⟨

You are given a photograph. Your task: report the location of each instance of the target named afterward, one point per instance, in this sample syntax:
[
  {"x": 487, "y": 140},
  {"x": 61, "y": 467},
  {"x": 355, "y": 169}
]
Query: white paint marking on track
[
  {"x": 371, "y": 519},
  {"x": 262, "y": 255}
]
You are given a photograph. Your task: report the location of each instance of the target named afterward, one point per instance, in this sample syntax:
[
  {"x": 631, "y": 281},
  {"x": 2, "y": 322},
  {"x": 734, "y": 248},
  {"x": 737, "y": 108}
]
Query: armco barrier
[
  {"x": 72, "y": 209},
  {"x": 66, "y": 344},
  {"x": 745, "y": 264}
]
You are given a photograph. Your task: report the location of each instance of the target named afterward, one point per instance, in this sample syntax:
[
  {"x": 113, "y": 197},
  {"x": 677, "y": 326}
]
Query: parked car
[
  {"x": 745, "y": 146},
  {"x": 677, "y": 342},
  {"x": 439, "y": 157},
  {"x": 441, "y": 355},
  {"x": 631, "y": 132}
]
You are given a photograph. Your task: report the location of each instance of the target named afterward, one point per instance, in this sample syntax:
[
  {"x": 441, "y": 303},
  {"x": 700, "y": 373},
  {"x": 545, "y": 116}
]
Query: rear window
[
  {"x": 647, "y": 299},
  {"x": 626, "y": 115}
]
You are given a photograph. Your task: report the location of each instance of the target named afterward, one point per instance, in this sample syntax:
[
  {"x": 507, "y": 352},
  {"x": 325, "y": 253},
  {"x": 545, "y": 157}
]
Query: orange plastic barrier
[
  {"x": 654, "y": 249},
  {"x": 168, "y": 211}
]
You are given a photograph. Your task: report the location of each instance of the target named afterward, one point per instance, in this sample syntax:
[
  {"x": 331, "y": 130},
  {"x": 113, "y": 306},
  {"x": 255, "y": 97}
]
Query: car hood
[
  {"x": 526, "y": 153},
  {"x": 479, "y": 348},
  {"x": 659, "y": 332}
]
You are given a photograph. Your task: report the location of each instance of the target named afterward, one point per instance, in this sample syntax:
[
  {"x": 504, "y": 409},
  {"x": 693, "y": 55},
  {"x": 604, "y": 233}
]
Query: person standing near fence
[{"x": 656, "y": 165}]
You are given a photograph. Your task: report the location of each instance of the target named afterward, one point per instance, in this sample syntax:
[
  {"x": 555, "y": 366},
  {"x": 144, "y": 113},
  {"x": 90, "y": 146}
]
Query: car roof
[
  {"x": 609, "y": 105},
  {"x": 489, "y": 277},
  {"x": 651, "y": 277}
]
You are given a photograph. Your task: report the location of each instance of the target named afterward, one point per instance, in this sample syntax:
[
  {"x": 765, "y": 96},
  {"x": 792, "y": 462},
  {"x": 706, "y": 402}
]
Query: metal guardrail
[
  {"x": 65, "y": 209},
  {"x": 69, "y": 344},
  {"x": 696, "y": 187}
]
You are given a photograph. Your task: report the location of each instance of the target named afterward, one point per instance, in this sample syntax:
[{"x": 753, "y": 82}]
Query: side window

⟩

Output the records exactly, so that each line matches what was given.

You are given a photograph. Your task: report the location of each instance of the target named afterward, one point per instance, in this sample syntax:
[
  {"x": 487, "y": 140},
  {"x": 61, "y": 467},
  {"x": 355, "y": 169}
]
Query: white paint marking on track
[
  {"x": 371, "y": 519},
  {"x": 262, "y": 255}
]
You are given a photograph. Your task: report the location of each instance of the target named afterward, one point per instance, in this sample syntax:
[
  {"x": 631, "y": 281},
  {"x": 2, "y": 322},
  {"x": 734, "y": 248},
  {"x": 737, "y": 108}
]
Query: armco barrier
[
  {"x": 72, "y": 209},
  {"x": 66, "y": 344},
  {"x": 745, "y": 264}
]
You are given a photograph. Your task: report the location of each instance of the target named afterward, one point per instance, in this sample syntax:
[
  {"x": 113, "y": 197},
  {"x": 677, "y": 326}
]
Query: parked car
[
  {"x": 745, "y": 146},
  {"x": 677, "y": 342},
  {"x": 439, "y": 157},
  {"x": 441, "y": 355},
  {"x": 631, "y": 132}
]
You are given a photograph. Your task: report the location of each instance of the target named afterward, one point per instance, in this sample syntax:
[
  {"x": 441, "y": 303},
  {"x": 700, "y": 373},
  {"x": 545, "y": 116}
]
Query: rear window
[
  {"x": 647, "y": 299},
  {"x": 626, "y": 115}
]
You are given a photograph. Your task: report the location of each instance of the target named afterward, one point per instance, in this sample syntax:
[
  {"x": 507, "y": 352},
  {"x": 325, "y": 253},
  {"x": 545, "y": 157}
]
Query: orange plastic barrier
[
  {"x": 654, "y": 249},
  {"x": 168, "y": 211}
]
You are given a photograph. Your task: report the location of each instance of the target named afterward, one point per instance, in this sample syntax:
[
  {"x": 331, "y": 130},
  {"x": 113, "y": 306},
  {"x": 255, "y": 97}
]
Query: car hood
[
  {"x": 526, "y": 153},
  {"x": 479, "y": 348},
  {"x": 659, "y": 332}
]
You are given a photograph. Your task: report the location of each instance of the target named afterward, one point per instance, in this sample syntax:
[
  {"x": 504, "y": 409},
  {"x": 693, "y": 55},
  {"x": 604, "y": 233}
]
Query: person standing near fence
[{"x": 656, "y": 165}]
You are given a photograph. Your task: report the location of each instance of the target named afterward, one point per instance, in this sample syntax:
[
  {"x": 555, "y": 366},
  {"x": 144, "y": 113},
  {"x": 90, "y": 146}
]
Query: car roof
[
  {"x": 609, "y": 105},
  {"x": 489, "y": 277},
  {"x": 651, "y": 277}
]
You are given a photograph. Your task: report the location of each instance of the target named afterward, one point per instance, in this sample syntax:
[
  {"x": 765, "y": 96},
  {"x": 792, "y": 462},
  {"x": 706, "y": 402}
]
Query: metal guardrail
[
  {"x": 65, "y": 209},
  {"x": 69, "y": 344},
  {"x": 696, "y": 187}
]
You are given a photograph. Your task: report the location of each instance of the target named afterward, one point per instance, in this sample syntax:
[{"x": 753, "y": 82}]
Query: side window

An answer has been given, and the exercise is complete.